Selection:

- - - - - - -

Animation Film in China
60The Shanghai Animation Studio (Shanghai meishu dianying) is probably the bestknown animation studio in China. Founded in the northeast in 1947, the studio was renamed and moved to Shanghai in 1950. It has excelled in both puppet animation (mu’ou pian) and drawn animation, with a particular expertise in adapting popular visual styles (paper cuts, soft ink-wash brush painting, New Year style wood-cuts or nianhua and so on) for animated film. The soft ink-wash style (shuimo donghua) is exemplified in Little Tadpoles Look for Mummy (Xiao kedou zhao mama, 1960/1). This story of little creatures unable to recognize their mother (a frog, of course!) is an entirely familiar narrative to children the world over, and marks a moment of classic storytelling in the Chinese animation tradition.
Puppet animation was famously exploited by the Little Wooden Head or Little Ding Dong series (Xiao Ling Dang, Beijing Film Studio, 1964). This film, directed by Xie Tian, the revered actor and director of ‘small children’s films’, takes two children into the streets of Beijing for an adventure with a living boy-puppet. They end up in the Children’s Palace (Shaoniangong) in the centre of the city, before finally going home.

- - - - - - -

Data excerpts:
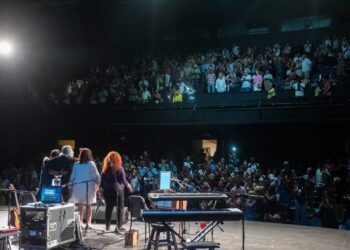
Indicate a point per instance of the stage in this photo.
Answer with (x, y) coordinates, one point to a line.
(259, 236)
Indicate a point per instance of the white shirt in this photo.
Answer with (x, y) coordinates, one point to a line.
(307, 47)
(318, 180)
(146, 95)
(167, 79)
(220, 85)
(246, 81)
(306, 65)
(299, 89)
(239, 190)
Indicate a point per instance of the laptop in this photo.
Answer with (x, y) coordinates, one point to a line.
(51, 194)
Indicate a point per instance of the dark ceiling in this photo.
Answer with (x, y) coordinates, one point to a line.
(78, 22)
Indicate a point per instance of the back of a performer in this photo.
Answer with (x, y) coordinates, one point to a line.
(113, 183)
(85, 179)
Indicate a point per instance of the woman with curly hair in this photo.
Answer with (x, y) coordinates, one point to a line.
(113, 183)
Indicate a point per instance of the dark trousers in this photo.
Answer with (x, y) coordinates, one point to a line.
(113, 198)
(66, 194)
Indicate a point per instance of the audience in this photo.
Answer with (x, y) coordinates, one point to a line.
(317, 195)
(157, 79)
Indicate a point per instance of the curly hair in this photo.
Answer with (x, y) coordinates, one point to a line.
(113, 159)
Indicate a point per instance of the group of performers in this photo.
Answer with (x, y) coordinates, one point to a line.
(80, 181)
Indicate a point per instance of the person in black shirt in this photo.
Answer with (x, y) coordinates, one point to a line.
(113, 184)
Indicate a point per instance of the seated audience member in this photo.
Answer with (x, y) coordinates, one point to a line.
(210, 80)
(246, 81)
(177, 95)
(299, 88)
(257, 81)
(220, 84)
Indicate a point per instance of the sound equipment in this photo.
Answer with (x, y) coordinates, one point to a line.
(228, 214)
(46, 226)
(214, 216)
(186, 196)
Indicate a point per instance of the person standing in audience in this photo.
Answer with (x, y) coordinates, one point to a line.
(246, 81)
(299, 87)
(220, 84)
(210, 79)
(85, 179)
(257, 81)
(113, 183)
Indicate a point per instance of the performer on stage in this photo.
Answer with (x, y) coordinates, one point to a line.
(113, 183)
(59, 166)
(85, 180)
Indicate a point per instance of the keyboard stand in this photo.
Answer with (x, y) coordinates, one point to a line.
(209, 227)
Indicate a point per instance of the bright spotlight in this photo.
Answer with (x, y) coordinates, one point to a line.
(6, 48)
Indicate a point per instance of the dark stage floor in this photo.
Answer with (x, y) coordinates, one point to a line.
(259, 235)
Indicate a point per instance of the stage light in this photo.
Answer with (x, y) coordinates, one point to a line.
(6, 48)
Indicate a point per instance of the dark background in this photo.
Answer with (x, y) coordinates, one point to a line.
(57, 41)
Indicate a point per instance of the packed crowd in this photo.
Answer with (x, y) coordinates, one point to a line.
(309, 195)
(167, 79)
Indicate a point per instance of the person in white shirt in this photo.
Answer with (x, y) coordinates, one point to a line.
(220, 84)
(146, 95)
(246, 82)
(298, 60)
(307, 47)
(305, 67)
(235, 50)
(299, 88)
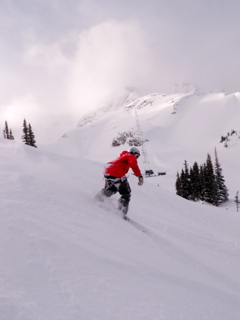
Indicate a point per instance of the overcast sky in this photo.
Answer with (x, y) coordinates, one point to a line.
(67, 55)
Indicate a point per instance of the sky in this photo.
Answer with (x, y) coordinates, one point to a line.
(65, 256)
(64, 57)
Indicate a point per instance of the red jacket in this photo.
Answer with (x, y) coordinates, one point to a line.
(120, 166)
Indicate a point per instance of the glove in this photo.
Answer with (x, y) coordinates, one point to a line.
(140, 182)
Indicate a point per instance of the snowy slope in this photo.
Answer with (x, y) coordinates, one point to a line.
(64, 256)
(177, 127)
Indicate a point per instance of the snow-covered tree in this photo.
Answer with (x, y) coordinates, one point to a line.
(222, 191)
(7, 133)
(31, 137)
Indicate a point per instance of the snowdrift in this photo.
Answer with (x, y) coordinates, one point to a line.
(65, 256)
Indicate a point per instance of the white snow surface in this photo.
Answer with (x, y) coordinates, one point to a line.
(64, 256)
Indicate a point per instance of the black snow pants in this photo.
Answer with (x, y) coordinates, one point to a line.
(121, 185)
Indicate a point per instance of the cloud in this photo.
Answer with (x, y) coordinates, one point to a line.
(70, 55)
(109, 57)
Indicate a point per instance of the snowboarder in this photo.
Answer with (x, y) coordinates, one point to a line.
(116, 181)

- - - - - - -

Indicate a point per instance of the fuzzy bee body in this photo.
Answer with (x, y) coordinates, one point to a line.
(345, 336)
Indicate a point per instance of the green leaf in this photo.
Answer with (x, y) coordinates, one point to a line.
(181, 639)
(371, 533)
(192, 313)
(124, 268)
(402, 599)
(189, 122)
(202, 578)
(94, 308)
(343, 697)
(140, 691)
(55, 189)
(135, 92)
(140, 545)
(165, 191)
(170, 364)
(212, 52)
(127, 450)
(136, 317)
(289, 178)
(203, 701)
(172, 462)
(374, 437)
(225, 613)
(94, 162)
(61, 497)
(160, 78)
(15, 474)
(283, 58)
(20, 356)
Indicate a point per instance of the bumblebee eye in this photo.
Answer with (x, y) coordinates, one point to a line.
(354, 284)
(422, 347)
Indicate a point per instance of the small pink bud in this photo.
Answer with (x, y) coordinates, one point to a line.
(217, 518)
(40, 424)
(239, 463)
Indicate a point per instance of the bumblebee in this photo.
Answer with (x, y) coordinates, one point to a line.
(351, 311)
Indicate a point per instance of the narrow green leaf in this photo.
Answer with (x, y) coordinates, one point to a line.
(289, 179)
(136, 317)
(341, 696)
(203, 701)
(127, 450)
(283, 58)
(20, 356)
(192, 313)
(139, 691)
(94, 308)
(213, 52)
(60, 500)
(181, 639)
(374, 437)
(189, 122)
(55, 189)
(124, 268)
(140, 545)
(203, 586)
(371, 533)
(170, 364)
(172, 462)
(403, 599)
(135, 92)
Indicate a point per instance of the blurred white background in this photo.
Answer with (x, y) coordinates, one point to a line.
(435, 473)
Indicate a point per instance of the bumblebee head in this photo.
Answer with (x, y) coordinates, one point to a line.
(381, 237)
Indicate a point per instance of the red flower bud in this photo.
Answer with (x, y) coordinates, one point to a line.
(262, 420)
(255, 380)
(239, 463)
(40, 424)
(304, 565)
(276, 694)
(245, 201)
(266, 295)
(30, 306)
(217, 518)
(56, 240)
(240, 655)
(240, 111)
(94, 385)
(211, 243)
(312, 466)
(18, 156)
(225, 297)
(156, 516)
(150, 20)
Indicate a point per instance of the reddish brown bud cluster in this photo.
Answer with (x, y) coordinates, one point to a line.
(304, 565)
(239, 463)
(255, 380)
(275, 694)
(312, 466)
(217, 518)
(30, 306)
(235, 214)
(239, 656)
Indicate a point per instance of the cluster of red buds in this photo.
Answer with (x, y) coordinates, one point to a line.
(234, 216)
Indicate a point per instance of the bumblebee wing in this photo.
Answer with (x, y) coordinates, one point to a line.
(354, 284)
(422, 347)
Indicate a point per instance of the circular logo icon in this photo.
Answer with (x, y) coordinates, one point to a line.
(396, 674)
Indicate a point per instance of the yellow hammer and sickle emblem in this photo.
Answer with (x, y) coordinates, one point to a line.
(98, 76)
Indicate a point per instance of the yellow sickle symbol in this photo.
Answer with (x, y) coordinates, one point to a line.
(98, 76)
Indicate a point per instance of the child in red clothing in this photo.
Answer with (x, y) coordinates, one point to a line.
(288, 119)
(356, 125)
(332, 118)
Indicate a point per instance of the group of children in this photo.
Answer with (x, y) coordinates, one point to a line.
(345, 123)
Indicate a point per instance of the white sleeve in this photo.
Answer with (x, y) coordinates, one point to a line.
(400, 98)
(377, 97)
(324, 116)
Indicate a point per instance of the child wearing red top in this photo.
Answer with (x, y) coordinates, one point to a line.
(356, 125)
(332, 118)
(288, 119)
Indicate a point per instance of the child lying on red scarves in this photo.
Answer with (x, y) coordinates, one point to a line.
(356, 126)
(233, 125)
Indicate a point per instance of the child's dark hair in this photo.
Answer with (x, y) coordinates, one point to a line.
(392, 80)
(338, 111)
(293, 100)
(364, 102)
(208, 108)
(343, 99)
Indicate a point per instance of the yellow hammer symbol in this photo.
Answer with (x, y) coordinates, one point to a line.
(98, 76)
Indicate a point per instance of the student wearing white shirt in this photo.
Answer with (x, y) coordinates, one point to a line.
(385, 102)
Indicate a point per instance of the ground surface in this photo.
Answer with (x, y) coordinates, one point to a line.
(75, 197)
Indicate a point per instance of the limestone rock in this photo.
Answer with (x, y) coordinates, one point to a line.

- - - - - - -

Required actions:
[a] Answer these questions from the text on animation film in China:
(i) In what year was the Shanghai Animation Studio renamed and moved to Shanghai?
(ii) Who directed the Little Wooden Head series?
(iii) Where do the two children end up before finally going home?
[b] Report each line of the records that contains the word "stage".

Outputs for the tasks:
[a]
(i) 1950
(ii) Xie Tian
(iii) The Children's Palace (Shaoniangong) in the centre of the city

[b]
Indicate a point per instance of the stage in this photo.
Indicate a point per instance of the performer on stage in this photo.
Indicate a point per instance of the dark stage floor in this photo.
Indicate a point per instance of the stage light in this photo.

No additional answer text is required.